* [GOAL OF THE EXERCISE] Would it be possible to quote, exactly and in full, the lines from the one with "point: chimney |" through the end of the entries below?

* [INFORMATION SUPPLIED]
= = =

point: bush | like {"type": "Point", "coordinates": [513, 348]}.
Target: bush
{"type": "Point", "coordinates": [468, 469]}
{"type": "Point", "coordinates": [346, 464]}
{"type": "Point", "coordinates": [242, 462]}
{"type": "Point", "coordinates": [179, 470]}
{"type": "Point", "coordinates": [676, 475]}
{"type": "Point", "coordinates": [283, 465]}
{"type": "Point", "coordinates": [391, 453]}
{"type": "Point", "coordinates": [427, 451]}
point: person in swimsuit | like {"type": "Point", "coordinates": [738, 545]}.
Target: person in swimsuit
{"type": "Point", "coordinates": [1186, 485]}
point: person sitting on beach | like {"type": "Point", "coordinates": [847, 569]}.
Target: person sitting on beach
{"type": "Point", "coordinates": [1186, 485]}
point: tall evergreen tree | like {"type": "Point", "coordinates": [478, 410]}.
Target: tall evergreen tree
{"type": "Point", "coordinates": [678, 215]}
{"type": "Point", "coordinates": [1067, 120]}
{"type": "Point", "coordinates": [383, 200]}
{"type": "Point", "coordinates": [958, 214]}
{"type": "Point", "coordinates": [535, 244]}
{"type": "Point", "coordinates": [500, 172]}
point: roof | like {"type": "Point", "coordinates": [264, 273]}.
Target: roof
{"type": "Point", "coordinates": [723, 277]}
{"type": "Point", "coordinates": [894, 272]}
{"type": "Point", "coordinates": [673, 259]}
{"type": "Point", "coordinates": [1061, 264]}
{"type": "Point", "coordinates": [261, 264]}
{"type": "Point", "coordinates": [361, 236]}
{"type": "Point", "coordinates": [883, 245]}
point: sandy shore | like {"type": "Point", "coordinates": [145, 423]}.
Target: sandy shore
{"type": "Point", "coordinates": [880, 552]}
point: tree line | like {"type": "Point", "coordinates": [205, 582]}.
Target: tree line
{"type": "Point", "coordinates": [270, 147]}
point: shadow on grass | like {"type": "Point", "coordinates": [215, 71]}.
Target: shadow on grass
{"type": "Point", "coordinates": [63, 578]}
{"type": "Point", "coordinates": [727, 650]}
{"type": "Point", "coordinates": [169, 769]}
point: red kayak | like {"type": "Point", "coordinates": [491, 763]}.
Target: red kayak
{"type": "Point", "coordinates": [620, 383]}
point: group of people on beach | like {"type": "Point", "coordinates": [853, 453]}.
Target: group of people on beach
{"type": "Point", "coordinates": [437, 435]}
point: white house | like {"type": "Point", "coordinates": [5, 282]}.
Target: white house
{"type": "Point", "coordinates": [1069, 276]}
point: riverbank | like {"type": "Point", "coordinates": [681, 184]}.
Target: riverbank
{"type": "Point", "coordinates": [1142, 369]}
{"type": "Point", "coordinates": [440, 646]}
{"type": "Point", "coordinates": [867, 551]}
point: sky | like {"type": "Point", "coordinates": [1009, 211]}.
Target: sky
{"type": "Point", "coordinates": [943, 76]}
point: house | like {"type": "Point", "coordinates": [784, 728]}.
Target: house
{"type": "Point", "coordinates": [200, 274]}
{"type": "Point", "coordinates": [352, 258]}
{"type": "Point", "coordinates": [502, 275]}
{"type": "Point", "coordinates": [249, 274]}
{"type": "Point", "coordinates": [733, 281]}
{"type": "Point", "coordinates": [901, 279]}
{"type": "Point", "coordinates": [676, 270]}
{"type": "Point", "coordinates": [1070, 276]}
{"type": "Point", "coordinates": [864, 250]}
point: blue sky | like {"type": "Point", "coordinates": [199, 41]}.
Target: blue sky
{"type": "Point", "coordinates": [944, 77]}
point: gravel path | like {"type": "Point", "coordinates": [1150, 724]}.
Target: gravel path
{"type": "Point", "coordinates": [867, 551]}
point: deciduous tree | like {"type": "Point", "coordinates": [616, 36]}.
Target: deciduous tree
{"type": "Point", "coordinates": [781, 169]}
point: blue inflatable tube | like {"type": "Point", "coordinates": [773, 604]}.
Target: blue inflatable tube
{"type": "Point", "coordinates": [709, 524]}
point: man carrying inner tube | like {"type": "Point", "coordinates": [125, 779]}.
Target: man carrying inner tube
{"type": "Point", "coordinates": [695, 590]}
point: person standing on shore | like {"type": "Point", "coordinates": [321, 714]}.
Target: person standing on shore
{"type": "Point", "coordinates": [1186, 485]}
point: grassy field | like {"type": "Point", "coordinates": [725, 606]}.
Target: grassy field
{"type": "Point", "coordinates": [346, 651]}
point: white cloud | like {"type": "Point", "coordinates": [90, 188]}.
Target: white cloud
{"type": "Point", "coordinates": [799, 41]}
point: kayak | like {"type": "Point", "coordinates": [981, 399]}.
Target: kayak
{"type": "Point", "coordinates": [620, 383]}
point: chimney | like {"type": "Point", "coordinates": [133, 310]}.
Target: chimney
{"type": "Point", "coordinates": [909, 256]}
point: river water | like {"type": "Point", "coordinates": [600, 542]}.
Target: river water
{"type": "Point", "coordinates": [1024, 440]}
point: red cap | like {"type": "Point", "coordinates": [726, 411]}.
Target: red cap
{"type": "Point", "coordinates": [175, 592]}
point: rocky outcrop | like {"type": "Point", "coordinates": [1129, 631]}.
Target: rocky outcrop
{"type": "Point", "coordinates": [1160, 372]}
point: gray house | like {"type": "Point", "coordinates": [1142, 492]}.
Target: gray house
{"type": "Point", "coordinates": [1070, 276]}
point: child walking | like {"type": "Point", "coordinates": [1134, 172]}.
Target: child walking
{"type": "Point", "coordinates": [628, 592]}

= = =

* [EXERCISE RESPONSE]
point: chimney | like {"type": "Point", "coordinates": [133, 310]}.
Target: chimney
{"type": "Point", "coordinates": [909, 256]}
point: river water | like {"type": "Point", "coordinates": [600, 542]}.
Target: river water
{"type": "Point", "coordinates": [1024, 440]}
point: red cap | like {"type": "Point", "coordinates": [726, 411]}.
Target: red cap
{"type": "Point", "coordinates": [175, 592]}
point: rocky outcrop | like {"type": "Point", "coordinates": [1129, 631]}.
Target: rocky outcrop
{"type": "Point", "coordinates": [1160, 372]}
point: gray house | like {"type": "Point", "coordinates": [1142, 492]}.
Target: gray house
{"type": "Point", "coordinates": [1070, 276]}
point: child walking | like {"type": "Point", "coordinates": [1134, 172]}.
Target: child walking
{"type": "Point", "coordinates": [628, 592]}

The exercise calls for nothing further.